→ **Aim of the exercise**
The data below is to be returned in full and exactly.

## BEGIN Raw data

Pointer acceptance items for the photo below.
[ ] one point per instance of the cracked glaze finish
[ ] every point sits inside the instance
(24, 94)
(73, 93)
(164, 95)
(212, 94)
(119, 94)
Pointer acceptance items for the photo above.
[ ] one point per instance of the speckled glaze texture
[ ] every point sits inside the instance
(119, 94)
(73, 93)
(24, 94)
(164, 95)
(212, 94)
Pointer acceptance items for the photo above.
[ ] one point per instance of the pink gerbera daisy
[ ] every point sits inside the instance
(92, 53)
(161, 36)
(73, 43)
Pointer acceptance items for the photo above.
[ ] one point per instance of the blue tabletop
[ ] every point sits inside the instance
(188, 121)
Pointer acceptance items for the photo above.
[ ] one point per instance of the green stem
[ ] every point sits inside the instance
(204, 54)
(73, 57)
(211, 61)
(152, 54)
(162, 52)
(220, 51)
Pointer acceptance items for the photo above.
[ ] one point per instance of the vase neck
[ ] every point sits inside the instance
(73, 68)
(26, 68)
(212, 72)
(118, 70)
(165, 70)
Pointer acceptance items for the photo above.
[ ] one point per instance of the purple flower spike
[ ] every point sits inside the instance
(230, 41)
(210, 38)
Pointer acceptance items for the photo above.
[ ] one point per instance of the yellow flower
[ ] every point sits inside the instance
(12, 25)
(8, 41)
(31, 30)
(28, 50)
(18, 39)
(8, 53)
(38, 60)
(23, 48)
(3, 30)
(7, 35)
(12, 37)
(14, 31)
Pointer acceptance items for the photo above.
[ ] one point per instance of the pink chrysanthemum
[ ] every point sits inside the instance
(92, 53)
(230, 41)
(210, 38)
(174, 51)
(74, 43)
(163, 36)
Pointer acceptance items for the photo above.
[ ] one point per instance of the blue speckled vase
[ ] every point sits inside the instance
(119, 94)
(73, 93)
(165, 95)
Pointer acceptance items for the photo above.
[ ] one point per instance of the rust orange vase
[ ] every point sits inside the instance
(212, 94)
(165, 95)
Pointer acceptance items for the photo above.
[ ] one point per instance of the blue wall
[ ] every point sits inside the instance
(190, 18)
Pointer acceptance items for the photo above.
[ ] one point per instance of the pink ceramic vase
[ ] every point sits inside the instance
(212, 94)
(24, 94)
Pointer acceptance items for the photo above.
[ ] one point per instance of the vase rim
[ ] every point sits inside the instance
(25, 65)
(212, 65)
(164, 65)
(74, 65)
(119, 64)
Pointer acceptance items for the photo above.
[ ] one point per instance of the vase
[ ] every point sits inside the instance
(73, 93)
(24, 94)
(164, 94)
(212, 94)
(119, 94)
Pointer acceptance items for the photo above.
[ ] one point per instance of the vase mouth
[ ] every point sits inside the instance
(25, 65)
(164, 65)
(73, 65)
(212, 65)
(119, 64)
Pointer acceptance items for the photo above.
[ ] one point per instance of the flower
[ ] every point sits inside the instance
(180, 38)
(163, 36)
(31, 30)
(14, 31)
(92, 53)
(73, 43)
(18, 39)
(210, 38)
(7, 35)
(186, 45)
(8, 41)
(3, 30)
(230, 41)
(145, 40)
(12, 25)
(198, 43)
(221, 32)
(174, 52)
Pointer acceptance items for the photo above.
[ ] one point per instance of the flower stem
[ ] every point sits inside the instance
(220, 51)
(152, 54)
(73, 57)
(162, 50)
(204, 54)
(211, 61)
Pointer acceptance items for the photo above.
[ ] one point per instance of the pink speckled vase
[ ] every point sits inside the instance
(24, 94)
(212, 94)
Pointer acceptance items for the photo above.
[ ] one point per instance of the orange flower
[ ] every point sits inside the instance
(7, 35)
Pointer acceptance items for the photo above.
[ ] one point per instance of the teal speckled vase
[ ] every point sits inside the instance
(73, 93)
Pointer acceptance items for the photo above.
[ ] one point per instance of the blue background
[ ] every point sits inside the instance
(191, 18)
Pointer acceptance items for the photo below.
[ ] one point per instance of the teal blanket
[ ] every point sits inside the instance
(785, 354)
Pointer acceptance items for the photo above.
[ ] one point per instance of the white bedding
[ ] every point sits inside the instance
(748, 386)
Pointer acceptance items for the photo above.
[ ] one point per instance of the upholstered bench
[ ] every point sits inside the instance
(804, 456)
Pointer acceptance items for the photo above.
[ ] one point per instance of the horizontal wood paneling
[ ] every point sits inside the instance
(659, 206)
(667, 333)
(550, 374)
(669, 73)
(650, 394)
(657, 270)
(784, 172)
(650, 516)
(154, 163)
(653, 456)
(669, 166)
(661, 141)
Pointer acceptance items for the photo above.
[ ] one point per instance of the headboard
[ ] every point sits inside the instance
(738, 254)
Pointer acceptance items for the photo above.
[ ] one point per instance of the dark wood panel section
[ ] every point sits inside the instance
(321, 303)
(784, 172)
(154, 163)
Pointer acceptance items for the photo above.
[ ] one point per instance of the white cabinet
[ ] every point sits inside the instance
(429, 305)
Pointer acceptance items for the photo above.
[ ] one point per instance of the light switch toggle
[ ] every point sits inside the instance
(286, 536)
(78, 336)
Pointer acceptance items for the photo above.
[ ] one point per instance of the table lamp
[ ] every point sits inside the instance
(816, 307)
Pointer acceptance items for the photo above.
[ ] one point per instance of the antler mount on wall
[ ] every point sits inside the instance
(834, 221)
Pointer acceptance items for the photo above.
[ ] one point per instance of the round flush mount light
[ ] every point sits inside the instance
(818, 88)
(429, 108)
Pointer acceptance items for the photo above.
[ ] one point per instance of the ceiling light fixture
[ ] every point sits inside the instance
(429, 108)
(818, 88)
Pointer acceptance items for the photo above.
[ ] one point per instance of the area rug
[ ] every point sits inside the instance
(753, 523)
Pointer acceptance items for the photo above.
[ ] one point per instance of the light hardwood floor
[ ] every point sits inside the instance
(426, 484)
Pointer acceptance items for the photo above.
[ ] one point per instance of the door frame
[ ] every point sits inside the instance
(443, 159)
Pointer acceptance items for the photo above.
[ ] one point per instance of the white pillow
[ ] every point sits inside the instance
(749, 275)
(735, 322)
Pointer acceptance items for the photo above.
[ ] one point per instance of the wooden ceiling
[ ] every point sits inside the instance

## END Raw data

→ **Exercise answer**
Pointer acceptance items for the photo below.
[ ] one point per instance of the cracked glaze finish
[ ] every point sits inside the instance
(24, 94)
(73, 93)
(164, 95)
(212, 94)
(119, 94)
Pointer acceptance items for the photo above.
[ ] one point per instance of the speckled glaze texture
[ ] every point sits inside the instance
(119, 94)
(73, 93)
(24, 94)
(164, 95)
(212, 94)
Pointer acceptance items for the photo above.
[ ] one point per instance of the pink gerbera daisy
[ ] every point sits inside the instance
(92, 53)
(161, 36)
(73, 43)
Pointer acceptance items for the photo above.
[ ] one point per instance of the blue tabletop
[ ] every point sits inside the instance
(188, 121)
Pointer acceptance items for the photo above.
[ ] one point per instance of the green stem
[ ] every point sits inside the instance
(204, 54)
(73, 57)
(211, 61)
(152, 54)
(162, 52)
(220, 51)
Pointer acceptance items for the photo above.
[ ] one point per instance of the vase neck
[ ] every point sits inside the instance
(73, 68)
(26, 68)
(212, 72)
(118, 70)
(165, 70)
Pointer acceptance items for the photo above.
[ ] one point per instance of the purple flower spike
[ ] every point sits inside the instance
(230, 41)
(210, 38)
Pointer acceptance items for the photo above.
[ ] one point per instance of the yellow flower
[ ] every point sits inside the instance
(12, 25)
(8, 41)
(31, 30)
(28, 50)
(18, 39)
(8, 53)
(38, 60)
(23, 48)
(3, 30)
(7, 35)
(12, 37)
(14, 31)
Pointer acceptance items for the photo above.
[ ] one point per instance of the pink chrysanthemum
[ ] every point sits inside the instance
(92, 53)
(230, 41)
(210, 38)
(174, 51)
(74, 43)
(163, 36)
Pointer acceptance items for the photo above.
[ ] one point per instance of the blue speckled vase
[ ] every point sits inside the instance
(119, 94)
(73, 93)
(165, 95)
Pointer acceptance items for the photo above.
[ ] one point per instance of the rust orange vase
[ ] every point sits inside the instance
(212, 94)
(165, 95)
Pointer acceptance items for the photo above.
[ ] one point per instance of the blue wall
[ ] every point sits inside the instance
(190, 18)
Pointer acceptance items for the photo above.
[ ] one point per instance of the pink ceramic vase
[ ] every point sits inside the instance
(212, 94)
(24, 94)
Pointer acceptance items for the photo above.
[ ] one point per instance of the vase rim
[ ] every point sits inside the instance
(25, 65)
(212, 65)
(164, 65)
(74, 65)
(119, 64)
Pointer acceptance items for the photo above.
[ ] one point per instance of the vase
[ ] every point sits inside the instance
(73, 93)
(24, 94)
(164, 94)
(212, 94)
(119, 94)
Pointer acceptance items for the photo above.
[ ] one point per instance of the vase mouth
[ ] every point sits inside the instance
(25, 65)
(164, 65)
(73, 65)
(212, 65)
(119, 64)
Pointer acceptance items for the photo above.
[ ] one point per instance of the flower
[ ] every point sits inside the instance
(180, 38)
(163, 36)
(31, 30)
(14, 31)
(92, 53)
(73, 43)
(18, 39)
(210, 38)
(7, 35)
(186, 45)
(8, 41)
(3, 30)
(230, 41)
(145, 40)
(12, 25)
(198, 43)
(221, 32)
(174, 52)
Pointer acceptance items for the photo above.
[ ] one point per instance of the flower stem
[ ] every point sits inside the instance
(220, 51)
(152, 54)
(73, 57)
(162, 50)
(204, 54)
(211, 61)
Pointer acceptance items for the photo above.
[ ] one point per instance of the pink speckled vase
[ ] every point sits inside the instance
(24, 94)
(212, 94)
Pointer acceptance items for the photo above.
[ ] one point per instance of the orange flower
[ ] every point sits inside the instance
(7, 35)
Pointer acceptance items for the photo above.
[ ] one point per instance of the teal speckled vase
[ ] every point sits inside the instance
(73, 93)
Pointer acceptance items for the photo above.
[ ] one point per instance of the blue background
[ ] every point sits inside the instance
(191, 18)
Pointer acceptance items for the photo below.
[ ] one point per instance of the teal blanket
[ ] every point sits inside the instance
(785, 354)
Pointer acceptance items for the photo above.
[ ] one point per instance of the white bedding
[ ] every point sits inside the instance
(748, 386)
Pointer acceptance items for the photo above.
[ ] one point per instance of the upholstered bench
[ ] every point sits inside the instance
(804, 456)
Pointer acceptance items for the photo above.
[ ] one point per instance of the horizontal wood paneling
[ ] every point sits inside the instance
(659, 206)
(667, 333)
(550, 374)
(669, 73)
(650, 394)
(657, 270)
(784, 172)
(650, 516)
(154, 163)
(653, 456)
(669, 166)
(661, 141)
Pointer acceptance items for the photo above.
[ ] one point per instance of the headboard
[ ] every point sits inside the instance
(738, 254)
Pointer acceptance items for the photo above.
[ ] one point per instance of the dark wood panel section
[ ] every point sits inside the instance
(321, 303)
(784, 172)
(154, 163)
Pointer acceptance items for the photo above.
[ ] one point per instance of the white cabinet
[ ] every point sits inside the instance
(429, 305)
Pointer acceptance items for the photo above.
[ ] one point per instance of the light switch toggle
[ ] every point sits inside the instance
(286, 536)
(78, 336)
Pointer acceptance items for the photo above.
[ ] one point per instance of the table lamp
[ ] every point sits inside the instance
(816, 307)
Pointer acceptance items for the photo above.
[ ] one point per instance of the antler mount on wall
[ ] every point sits inside the instance
(834, 221)
Pointer acceptance items for the photo above.
[ ] one point per instance of the round flush mount light
[ ] every point sits inside the instance
(818, 88)
(429, 108)
Pointer acceptance items for the photo above.
[ ] one point per instance of the ceiling light fixture
[ ] every point sits inside the instance
(429, 108)
(818, 88)
Pointer acceptance items for the photo above.
[ ] one point per instance of the area rug
[ ] every point sits inside the instance
(753, 523)
Pointer acceptance items for the photo above.
[ ] one point per instance of the light hardwood floor
[ ] every point sits inside the instance
(426, 484)
Pointer acceptance items for the photo above.
[ ] one point per instance of the door frame
[ ] every point sits inside the instance
(443, 159)
Pointer acceptance items for the photo above.
[ ] one point per instance of the white pillow
[ ] every point sits inside the instance
(749, 275)
(735, 322)
Pointer acceptance items for the photo above.
[ ] one point per instance of the wooden ceiling
[ ] every point sits inside the instance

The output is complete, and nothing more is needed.